» **TEXT SHOWN**:
□ □ □ □

Each group consisted of one nonagenarian, two octogenarians, one septuagenarian, and one sexagenarian.
The second half of this group died between 1885 and 1994. The median age of death was 65.5 years (!)
Each half contains one individual who clearly died as a result of substance abuse: Pierce from alcoholic liver disease, and Grant from pharyngeal cancer due to his enormous cigar consumption.
The figures don't speak very loudly to modern medicine as a prolonger of life, at least for famous old white men, but I think we have to give medicine its due in certain individual cases. Washington died at 67 of quinsy, and I think just about everybody would agree that such deaths are very uncommon in modern times. Three other presidents clearly died before their time: Harrison of pneumonia, Taylor of a "typhoid-like fever," and Polk of cholera. Again, I think most people would agree that these untimely deaths would probably not have occurred in modern times (odd cases like Jim Henson's group B strep sepsis notwithstanding). Possibly ENT surgery could have saved Grant, as it apparently did Cleveland, and colorectal surgey saved Hoover and Reagan. The medicine of the fifties possibly kept Eisenhower's Crohn's disease sufficiently at bay, whereas a similarly afflicted counterpart of the nineteenth century may not have remained hale enough to rise to such high position, likewise for Kennedy and his Addison's disease.

□ □ □ □

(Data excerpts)
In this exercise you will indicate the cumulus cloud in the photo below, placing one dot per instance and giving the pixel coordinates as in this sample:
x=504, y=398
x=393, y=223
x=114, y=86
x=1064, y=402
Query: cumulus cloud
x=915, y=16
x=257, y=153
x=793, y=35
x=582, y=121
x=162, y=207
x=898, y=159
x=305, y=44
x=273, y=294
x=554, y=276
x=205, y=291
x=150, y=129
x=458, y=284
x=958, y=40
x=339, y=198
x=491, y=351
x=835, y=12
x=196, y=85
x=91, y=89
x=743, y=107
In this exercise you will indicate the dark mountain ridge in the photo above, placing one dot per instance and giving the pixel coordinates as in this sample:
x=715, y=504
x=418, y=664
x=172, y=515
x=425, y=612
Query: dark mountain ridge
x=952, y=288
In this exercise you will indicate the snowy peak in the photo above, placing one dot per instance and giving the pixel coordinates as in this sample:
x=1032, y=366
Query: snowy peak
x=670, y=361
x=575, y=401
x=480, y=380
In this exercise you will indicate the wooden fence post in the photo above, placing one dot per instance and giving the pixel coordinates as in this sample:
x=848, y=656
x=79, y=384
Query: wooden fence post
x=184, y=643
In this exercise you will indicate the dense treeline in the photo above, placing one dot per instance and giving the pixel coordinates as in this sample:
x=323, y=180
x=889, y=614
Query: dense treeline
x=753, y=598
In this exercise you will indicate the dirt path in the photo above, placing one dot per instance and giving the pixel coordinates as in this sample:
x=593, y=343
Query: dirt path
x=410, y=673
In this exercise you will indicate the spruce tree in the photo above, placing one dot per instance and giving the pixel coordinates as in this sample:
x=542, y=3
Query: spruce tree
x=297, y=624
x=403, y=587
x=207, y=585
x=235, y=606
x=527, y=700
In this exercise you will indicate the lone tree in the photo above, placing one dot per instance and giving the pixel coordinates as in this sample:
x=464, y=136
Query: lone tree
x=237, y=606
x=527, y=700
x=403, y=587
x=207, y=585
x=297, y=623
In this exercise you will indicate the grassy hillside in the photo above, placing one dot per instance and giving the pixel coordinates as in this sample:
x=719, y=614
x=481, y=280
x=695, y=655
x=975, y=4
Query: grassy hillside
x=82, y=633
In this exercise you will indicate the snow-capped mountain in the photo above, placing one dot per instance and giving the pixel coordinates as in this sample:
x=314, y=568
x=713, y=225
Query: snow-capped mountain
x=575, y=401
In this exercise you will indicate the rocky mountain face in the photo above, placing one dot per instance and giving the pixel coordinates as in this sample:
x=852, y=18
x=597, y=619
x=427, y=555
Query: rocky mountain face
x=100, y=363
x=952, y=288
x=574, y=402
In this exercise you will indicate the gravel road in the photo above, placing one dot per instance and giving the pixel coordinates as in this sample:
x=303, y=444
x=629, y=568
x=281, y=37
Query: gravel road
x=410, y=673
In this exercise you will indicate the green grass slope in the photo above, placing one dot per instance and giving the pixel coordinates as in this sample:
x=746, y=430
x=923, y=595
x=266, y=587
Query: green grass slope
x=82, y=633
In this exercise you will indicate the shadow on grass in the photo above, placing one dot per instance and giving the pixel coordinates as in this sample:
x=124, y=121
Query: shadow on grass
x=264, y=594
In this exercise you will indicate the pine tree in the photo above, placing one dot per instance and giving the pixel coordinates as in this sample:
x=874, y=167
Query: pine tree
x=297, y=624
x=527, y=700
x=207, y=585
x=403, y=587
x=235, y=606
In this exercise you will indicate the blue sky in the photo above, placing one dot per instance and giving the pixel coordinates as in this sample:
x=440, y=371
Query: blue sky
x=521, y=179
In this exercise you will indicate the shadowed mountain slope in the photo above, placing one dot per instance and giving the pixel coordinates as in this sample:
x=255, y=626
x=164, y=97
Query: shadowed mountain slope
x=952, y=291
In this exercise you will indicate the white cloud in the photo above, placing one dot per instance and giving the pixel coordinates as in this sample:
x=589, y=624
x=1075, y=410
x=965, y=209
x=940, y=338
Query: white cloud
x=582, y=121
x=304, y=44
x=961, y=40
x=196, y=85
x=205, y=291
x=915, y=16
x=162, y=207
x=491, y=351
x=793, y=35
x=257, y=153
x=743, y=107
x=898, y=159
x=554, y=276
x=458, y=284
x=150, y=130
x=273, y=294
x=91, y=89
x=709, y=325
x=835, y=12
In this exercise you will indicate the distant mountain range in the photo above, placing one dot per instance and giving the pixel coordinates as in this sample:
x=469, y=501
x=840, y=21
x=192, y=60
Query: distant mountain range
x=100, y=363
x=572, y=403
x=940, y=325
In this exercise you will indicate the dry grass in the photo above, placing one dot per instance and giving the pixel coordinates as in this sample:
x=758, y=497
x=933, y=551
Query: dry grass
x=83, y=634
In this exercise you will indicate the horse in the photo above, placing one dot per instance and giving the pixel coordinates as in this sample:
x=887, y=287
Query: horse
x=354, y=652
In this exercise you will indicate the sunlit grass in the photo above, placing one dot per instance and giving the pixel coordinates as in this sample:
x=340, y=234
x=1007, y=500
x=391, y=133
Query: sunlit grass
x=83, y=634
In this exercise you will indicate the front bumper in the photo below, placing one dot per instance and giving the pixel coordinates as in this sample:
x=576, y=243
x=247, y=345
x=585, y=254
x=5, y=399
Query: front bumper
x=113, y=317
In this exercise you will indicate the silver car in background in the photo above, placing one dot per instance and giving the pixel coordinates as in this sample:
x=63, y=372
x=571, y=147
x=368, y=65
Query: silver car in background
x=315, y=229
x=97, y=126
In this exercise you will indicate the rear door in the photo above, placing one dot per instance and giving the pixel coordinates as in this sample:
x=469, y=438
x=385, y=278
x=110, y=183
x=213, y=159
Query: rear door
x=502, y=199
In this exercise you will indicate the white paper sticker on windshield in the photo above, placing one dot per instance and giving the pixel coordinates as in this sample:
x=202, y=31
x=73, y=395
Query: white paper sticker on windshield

□ □ □ □

» **QUESTIONS**:
1. Copy the passage on presidential longevity word for word, between "Each group consisted" and "enormous cigar consumption.", inclusive.
2. In the passage on presidential longevity, what illness does Washington die of?
3. Write the next part of the passage on presidential longevity, picking up after its final sentence.

» **RESULTS BY TASK**:
1.
Each group consisted of one nonagenarian, two octogenarians, one septuagenarian, and one sexagenarian.
The second half of this group died between 1885 and 1994. The median age of death was 65.5 years (!)
Each half contains one individual who clearly died as a result of substance abuse: Pierce from alcoholic liver disease, and Grant from pharyngeal cancer due to his enormous cigar consumption.

2. Quinsy.

3.
*In addition, at least 3 presidents were survivors of gunshot wounds: Jackson, T Roosevelt, and Reagan (Jackson was shot in a duel prior to becoming president. The other two were victims of assassination attempts while in office [Reagan] or running for same [TR]).
**In one of the interesting coincidences of American history, Thomas Jefferson and John Adams died within a few hours of each other on the 50th anniversary of the signing of the Declaration of Independence, July 4, 1826. James Monroe died five years later, to the day.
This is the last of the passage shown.